··· Tekstfragment
Menu

Filter op
content
PONT Omgeving

Formele bestuurlijke besluitvorming onder de Woo: memo’s van ambtenaren niet altijd achter gesloten deuren

Op 8 oktober 2025 heeft de Afdeling bestuursrechtspraak van de Raad van State uitspraak gedaan over de reikwijdte van de verplichting uit de Wet open overheid (“Woo”) voor bestuursorganen om persoonlijke beleidsopvattingen openbaar te maken in documenten die zijn opgesteld voor formele bestuurlijke besluitvorming.[1] Dit is een belangrijke uitspraak omdat de Afdeling handvatten geeft over welke informatie wel en niet in het kader van formele bestuurlijke besluitvorming openbaar moet worden gemaakt. De Afdeling legt het begrip ‘formele bestuurlijke besluitvorming’ ruim uit, terwijl de uitzondering dat ‘het kunnen voeren van intern beraad onevenredig wordt geschaad’ juist minder ruim wordt uitgelegd. Voor bestuursorganen betekent dit, kort gezegd, dat documenten ten behoeve van formele bestuurlijke besluitvorming in veel gevallen openbaar moeten worden gemaakt.
······
··· Aangeleverd materiaal
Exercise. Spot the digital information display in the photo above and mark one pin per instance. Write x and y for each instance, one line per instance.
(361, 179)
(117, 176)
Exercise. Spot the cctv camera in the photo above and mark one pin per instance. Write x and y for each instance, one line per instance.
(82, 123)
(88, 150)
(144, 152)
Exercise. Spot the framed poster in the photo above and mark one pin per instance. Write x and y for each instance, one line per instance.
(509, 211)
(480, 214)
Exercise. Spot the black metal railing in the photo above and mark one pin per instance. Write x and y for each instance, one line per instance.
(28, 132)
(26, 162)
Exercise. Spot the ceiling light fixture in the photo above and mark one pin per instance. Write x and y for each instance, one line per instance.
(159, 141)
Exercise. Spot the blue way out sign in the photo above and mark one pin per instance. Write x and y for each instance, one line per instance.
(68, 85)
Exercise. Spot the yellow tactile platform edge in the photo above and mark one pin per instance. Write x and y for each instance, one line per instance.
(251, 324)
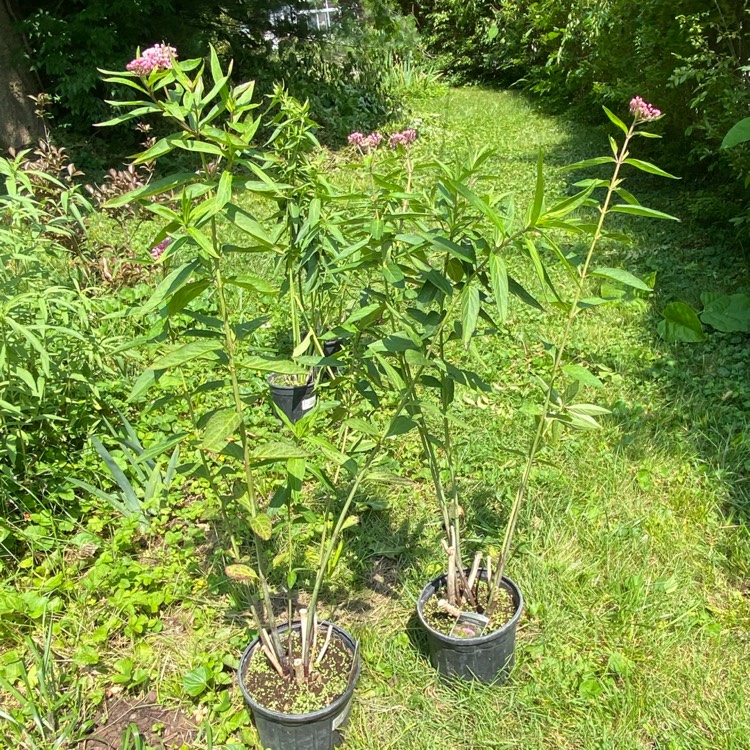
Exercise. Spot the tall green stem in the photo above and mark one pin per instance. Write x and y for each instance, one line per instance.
(536, 441)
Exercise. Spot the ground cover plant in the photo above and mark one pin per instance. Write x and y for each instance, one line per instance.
(634, 555)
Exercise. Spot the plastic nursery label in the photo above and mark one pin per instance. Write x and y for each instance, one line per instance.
(469, 625)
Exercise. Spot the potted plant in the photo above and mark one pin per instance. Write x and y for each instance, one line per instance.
(442, 274)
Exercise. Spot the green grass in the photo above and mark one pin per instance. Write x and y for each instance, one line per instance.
(633, 550)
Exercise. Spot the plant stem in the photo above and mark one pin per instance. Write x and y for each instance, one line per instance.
(229, 341)
(536, 441)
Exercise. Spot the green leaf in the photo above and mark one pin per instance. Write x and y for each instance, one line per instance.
(469, 312)
(169, 286)
(645, 166)
(245, 222)
(401, 425)
(739, 133)
(221, 425)
(729, 313)
(590, 163)
(241, 573)
(616, 120)
(197, 681)
(680, 323)
(262, 526)
(536, 208)
(642, 211)
(622, 277)
(224, 191)
(253, 282)
(499, 283)
(277, 451)
(186, 353)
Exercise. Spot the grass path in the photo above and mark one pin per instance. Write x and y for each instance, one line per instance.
(633, 553)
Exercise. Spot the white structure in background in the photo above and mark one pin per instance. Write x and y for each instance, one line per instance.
(320, 15)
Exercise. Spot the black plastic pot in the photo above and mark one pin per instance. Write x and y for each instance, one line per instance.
(488, 658)
(293, 400)
(317, 730)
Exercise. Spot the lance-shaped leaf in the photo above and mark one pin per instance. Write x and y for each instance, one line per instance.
(469, 312)
(220, 426)
(622, 277)
(262, 526)
(651, 213)
(241, 573)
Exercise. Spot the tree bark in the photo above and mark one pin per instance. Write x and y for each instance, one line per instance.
(19, 126)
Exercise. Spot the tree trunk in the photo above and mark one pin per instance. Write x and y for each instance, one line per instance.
(19, 125)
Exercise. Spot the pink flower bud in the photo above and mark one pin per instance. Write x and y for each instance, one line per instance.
(158, 57)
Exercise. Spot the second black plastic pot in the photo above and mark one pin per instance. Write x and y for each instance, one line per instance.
(293, 400)
(488, 658)
(317, 730)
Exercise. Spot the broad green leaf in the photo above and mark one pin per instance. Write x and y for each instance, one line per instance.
(645, 166)
(622, 277)
(186, 353)
(651, 213)
(469, 312)
(221, 425)
(262, 526)
(739, 133)
(186, 295)
(680, 323)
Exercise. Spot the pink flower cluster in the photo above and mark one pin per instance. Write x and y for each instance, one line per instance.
(158, 250)
(365, 142)
(158, 57)
(404, 138)
(643, 111)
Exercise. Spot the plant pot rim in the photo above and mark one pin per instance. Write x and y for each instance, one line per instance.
(321, 713)
(437, 583)
(309, 383)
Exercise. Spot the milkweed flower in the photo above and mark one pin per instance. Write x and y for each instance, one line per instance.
(404, 138)
(643, 111)
(158, 57)
(158, 250)
(372, 141)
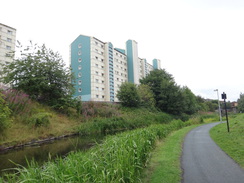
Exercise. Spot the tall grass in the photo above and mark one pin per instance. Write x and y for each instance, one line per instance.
(231, 142)
(119, 159)
(130, 120)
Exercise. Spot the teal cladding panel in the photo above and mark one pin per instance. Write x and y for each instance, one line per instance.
(129, 50)
(155, 63)
(120, 50)
(81, 49)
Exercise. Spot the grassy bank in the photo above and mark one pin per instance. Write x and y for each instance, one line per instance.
(120, 158)
(96, 122)
(164, 164)
(233, 142)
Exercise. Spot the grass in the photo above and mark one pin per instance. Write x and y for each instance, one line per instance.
(164, 165)
(119, 158)
(233, 142)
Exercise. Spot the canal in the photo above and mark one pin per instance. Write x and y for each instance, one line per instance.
(41, 153)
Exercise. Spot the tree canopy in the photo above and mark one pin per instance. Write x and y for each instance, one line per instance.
(170, 97)
(41, 73)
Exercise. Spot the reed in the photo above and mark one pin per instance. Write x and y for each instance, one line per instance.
(119, 158)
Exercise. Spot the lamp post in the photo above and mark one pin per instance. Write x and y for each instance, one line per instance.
(220, 117)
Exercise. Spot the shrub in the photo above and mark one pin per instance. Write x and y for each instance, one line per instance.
(40, 119)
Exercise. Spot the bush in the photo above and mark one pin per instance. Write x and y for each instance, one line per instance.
(18, 101)
(5, 113)
(40, 119)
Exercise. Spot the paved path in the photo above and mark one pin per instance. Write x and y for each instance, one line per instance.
(204, 162)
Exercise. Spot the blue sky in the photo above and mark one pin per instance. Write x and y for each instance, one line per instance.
(200, 42)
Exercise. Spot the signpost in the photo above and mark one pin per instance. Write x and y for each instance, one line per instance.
(225, 97)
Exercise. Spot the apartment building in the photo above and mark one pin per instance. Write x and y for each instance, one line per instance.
(7, 43)
(100, 68)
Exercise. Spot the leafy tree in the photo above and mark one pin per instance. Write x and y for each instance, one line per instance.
(154, 81)
(128, 95)
(41, 73)
(146, 95)
(241, 103)
(167, 94)
(190, 103)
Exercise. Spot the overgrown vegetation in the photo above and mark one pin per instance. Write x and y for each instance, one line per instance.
(120, 158)
(41, 74)
(164, 165)
(232, 143)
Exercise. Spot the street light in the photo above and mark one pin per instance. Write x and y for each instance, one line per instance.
(220, 117)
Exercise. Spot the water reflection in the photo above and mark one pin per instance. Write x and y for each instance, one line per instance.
(42, 153)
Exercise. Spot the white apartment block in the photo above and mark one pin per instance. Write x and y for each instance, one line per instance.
(7, 43)
(100, 68)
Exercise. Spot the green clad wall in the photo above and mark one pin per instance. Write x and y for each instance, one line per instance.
(81, 66)
(129, 50)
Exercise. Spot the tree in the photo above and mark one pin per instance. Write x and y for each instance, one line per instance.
(240, 102)
(190, 103)
(166, 92)
(154, 81)
(41, 73)
(128, 95)
(146, 96)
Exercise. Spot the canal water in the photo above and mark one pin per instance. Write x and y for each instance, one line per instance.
(43, 152)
······
(Opdrachten)
**a)** Neem uit het tekstfragment over de Woo letterlijk het deel over dat begint met de woorden "Op 8 oktober" en eindigt met "moeten worden gemaakt.".
**b)** Op welke datum deed de Afdeling bestuursrechtspraak van de Raad van State volgens het tekstfragment over de Woo uitspraak?
Het materiaal staat los van het tekstfragment.

(Antwoorden)
**a)**
Op 8 oktober 2025 heeft de Afdeling bestuursrechtspraak van de Raad van State uitspraak gedaan over de reikwijdte van de verplichting uit de Wet open overheid (“Woo”) voor bestuursorganen om persoonlijke beleidsopvattingen openbaar te maken in documenten die zijn opgesteld voor formele bestuurlijke besluitvorming.[1] Dit is een belangrijke uitspraak omdat de Afdeling handvatten geeft over welke informatie wel en niet in het kader van formele bestuurlijke besluitvorming openbaar moet worden gemaakt. De Afdeling legt het begrip ‘formele bestuurlijke besluitvorming’ ruim uit, terwijl de uitzondering dat ‘het kunnen voeren van intern beraad onevenredig wordt geschaad’ juist minder ruim wordt uitgelegd. Voor bestuursorganen betekent dit, kort gezegd, dat documenten ten behoeve van formele bestuurlijke besluitvorming in veel gevallen openbaar moeten worden gemaakt.

**b)** Op 8 oktober 2025.